# SOURCE
2. The system of claim 1 and further wherein:
said second sensor comprises at least one electrically-conductive member.
3. The system of claim 2 and further wherein:
said second sensor further comprises a plate to which said electrically-conductive member is attached.
4. The system of claim 3 and further wherein:
said plate comprises at least one frangible line formed therein; and
wherein said electrically-conductive member crosses said at least one frangible line.
5. The system of claim 3 and further wherein:
said plate comprises at least two frangible lines formed therein; and
wherein said electrically-conductive member crosses both of said at least two frangible lines.
6. The system of claim 3 and further wherein:
said plate comprises at least one crush zone formed therein.
7. The system of claim 1 and further wherein:
said second sensor is attached to said first sensor.
8. The system of claim 1 and further wherein:
said first sensor is a proximity sensor.
9. A method comprising:
providing a ropeway system comprising a cable;
providing a first sensor proximate said cable;
providing a second sensor between said first sensor and said cable;
monitoring said second sensor to detect damage to said first sensor.
10. The method of claim 9 and further wherein:
said second sensor comprises at least one electrically-conductive member; and
said monitoring comprises monitoring electrical continuity of said electrically-conductive member.
11. The method of claim 10 and further wherein:
said at least one electrically-conductive member is frangible.
12. The method of claim 9 and further comprising:
detecting said cable with said first sensor.
13. A system comprising:
a ropeway comprising a cable;
a sensor positioned proximate said cable;
a sensor damage indicator located between said sensor and said cable.
14. The system of claim 13 and further wherein:
said sensor damage indicator comprises at least one electrically-conductive member.
15. The system of claim 14 and further wherein:
said sensor damage indicator further comprises a plate to which said electrically-conductive member is attached.
16. The system of claim 15 and further wherein:
said plate comprises at least one frangible line formed therein; and
wherein said electrically-conductive member crosses said at least one frangible line.

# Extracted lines
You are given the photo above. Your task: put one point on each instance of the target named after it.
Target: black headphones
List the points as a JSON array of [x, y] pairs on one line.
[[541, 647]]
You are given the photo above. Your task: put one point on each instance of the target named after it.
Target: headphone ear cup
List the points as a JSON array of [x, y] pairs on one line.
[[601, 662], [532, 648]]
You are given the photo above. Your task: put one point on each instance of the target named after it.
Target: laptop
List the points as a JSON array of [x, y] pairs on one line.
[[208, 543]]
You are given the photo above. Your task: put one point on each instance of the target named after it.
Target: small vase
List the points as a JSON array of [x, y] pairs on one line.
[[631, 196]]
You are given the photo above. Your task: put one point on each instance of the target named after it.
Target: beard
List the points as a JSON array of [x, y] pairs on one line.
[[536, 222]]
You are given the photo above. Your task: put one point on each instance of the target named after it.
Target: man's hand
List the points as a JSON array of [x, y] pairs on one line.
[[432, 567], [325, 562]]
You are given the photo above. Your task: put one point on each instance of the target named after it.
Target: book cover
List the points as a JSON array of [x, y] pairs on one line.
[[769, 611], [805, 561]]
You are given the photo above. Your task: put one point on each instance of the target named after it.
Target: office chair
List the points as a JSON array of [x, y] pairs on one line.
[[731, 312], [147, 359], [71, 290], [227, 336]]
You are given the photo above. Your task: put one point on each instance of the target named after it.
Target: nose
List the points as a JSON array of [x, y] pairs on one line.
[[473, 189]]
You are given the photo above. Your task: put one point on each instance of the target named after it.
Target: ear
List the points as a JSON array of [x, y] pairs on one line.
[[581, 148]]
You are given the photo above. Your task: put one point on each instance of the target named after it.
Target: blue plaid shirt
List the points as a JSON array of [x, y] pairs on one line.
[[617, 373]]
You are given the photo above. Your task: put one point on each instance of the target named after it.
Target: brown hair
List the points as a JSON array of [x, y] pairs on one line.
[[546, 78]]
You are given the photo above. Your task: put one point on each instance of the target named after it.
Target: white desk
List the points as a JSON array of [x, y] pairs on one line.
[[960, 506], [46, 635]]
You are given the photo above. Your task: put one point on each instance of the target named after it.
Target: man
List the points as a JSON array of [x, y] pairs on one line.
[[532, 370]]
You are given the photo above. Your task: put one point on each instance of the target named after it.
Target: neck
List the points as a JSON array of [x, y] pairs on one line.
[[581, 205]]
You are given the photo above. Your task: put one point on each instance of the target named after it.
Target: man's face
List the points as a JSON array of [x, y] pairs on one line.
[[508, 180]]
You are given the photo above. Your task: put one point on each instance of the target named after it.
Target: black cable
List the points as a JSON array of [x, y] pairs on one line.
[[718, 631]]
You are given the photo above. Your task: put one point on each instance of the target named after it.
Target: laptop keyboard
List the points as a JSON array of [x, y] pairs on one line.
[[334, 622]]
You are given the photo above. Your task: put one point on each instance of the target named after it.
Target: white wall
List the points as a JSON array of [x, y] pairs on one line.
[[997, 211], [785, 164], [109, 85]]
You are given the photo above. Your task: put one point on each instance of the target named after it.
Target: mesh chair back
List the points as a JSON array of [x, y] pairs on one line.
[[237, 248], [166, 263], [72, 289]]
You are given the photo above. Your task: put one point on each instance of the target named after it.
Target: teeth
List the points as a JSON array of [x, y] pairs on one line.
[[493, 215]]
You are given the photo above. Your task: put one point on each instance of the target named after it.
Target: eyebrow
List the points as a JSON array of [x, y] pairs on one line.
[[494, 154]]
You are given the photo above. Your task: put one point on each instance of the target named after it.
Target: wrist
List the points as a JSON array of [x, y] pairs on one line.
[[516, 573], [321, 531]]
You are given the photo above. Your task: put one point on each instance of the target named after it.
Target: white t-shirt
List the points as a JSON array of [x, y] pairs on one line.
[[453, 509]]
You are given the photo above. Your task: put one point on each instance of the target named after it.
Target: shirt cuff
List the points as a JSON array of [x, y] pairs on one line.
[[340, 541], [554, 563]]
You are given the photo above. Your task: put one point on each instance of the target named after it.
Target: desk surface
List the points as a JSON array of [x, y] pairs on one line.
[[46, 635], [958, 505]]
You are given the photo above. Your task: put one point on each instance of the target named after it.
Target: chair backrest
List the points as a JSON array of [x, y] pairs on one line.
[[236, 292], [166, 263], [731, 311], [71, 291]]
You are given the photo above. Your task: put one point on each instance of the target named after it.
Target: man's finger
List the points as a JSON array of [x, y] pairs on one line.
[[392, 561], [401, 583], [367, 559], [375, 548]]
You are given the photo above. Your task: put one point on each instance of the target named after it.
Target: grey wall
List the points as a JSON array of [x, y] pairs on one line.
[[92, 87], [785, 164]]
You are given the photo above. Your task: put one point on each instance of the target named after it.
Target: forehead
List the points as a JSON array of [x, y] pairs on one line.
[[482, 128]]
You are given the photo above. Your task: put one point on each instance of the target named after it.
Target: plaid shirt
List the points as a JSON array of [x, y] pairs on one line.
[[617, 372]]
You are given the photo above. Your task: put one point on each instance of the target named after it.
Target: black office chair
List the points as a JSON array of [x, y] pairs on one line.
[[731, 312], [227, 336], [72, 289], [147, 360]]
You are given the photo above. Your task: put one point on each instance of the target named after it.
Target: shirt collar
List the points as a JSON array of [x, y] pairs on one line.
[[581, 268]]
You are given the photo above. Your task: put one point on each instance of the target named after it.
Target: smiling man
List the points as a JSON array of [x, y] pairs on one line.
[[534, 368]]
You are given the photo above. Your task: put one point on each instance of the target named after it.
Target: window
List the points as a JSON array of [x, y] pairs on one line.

# TO-DO LIST
**a)** Please update the ropeway sensor claims from "9. A method" up to and including "damage to said first sensor.", replacing "ropeway system" with "cable transport system".
**b)** Carry the ropeway sensor claims on past their last line.
The extracted lines are not needed here.

# TASK ANSWERS
**a)**
9. A method comprising:
providing a cable transport system comprising a cable;
providing a first sensor proximate said cable;
providing a second sensor between said first sensor and said cable;
monitoring said second sensor to detect damage to said first sensor.

**b)**
17. The system of claim 15 and further wherein:
said plate comprises at least two frangible lines formed therein; and
wherein said electrically-conductive member crosses both of said at least two frangible lines.
18. The system of claim 15 and further wherein:
said plate comprises at least one crush zone formed therein.
19. The system of claim 13 and further wherein:
said sensor damage indicator is attached to said sensor.
20. The system of claim 13 and further wherein:
said sensor is a proximity sensor.
Description
CROSS-REFERENCE TO RELATED APPLICATIONS

This is a continuation of application Ser. No. 10/738,107, filed Dec. 16, 2003, for SENSOR DAMAGE INDICATOR AND METHOD of Jeremiah Daniel Frazier and Brian Christopher Kelly, the entirety of which is hereby incorporated by reference for all that is disclosed therein.

BACKGROUND

Aerial ropeway transportation systems are utilized for moving objects, commonly people. Examples of aerial ropeway transportation system are ski-lifts, fixed and detachable chairlifts, gondolas, aerial tramways and skyrides.

Sensors (e.g. proximity sensors) are utilized in aerial ropeway transportation systems to monitor performance. These sensors can be damaged if they are struck by another object. A damaged sensor may affect operability of the aerial ropeway transportation system until the sensor is replaced.

BRIEF SUMMARY

In one exemplary embodiment, methods and apparatus for indicating damage to a sensor may include a sensor damage indicator including a frangible conductor.

In another exemplary embodiment, an exemplary sensor may include: a sensor conductor operably associated with the sensor; and a frangible conductor attached to the sensor conductor.

In another exemplary embodiment, a method of indicating impact to a sensor may include: providing a conductor operably associated with the sensor; and indicating the impact by monitoring the conductor.

In another exemplary embodiment, an aerial ropeway may include: a sensor; a signal conductor operably associated with the sensor; and an impact conductor attached to the signal conductor.

BRIEF DESCRIPTION OF THE DRAWING

The following Figures of the Drawing illustrate exemplary embodiments of the present sensor damage indicator.

FIG. 1 is a perspective view of an exemplary type of aerial ropeway transportation system.

FIG. 2 is a perspective view of a plurality of sheaves of the aerial ropeway transportation system of FIG. 1.

FIG. 3 is a side elevation view of the plurality of the sheaves of the aerial ropeway transportation system of FIG. 2.

FIG. 4 is a side elevation view of an exemplary sensor provided with an exemplary damage indicator.

FIG. 5 is a side elevation view of the exemplary damage indicator of FIG. 4.

FIG. 6 is a perspective view of the exemplary damage indicator of FIG. 5.

FIG. 7 is an exemplary wiring diagram for the exemplary sensor and exemplary damage indicator of FIG. 4.

DETAILED DESCRIPTION

Described herein are devices and methods for indicating damage to a sensor. These devices indicate that the sensor may have received a damaging impact from another object by monitoring a frangible conductor.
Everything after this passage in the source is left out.